> **Goal**
Can you give these lines again with "leafless" changed to "bare" and nothing else altered?

** start of Material for the task **

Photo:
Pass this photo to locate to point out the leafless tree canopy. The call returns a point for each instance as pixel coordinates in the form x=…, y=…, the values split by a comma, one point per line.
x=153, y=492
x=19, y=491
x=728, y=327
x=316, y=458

** end of Material for the task **

> **Reply to the task**
Photo:
Pass this photo to locate to point out the bare tree canopy. The call returns a point for each instance as pixel coordinates in the form x=…, y=…, the values split by a comma, one point per line.
x=153, y=492
x=19, y=491
x=728, y=327
x=316, y=458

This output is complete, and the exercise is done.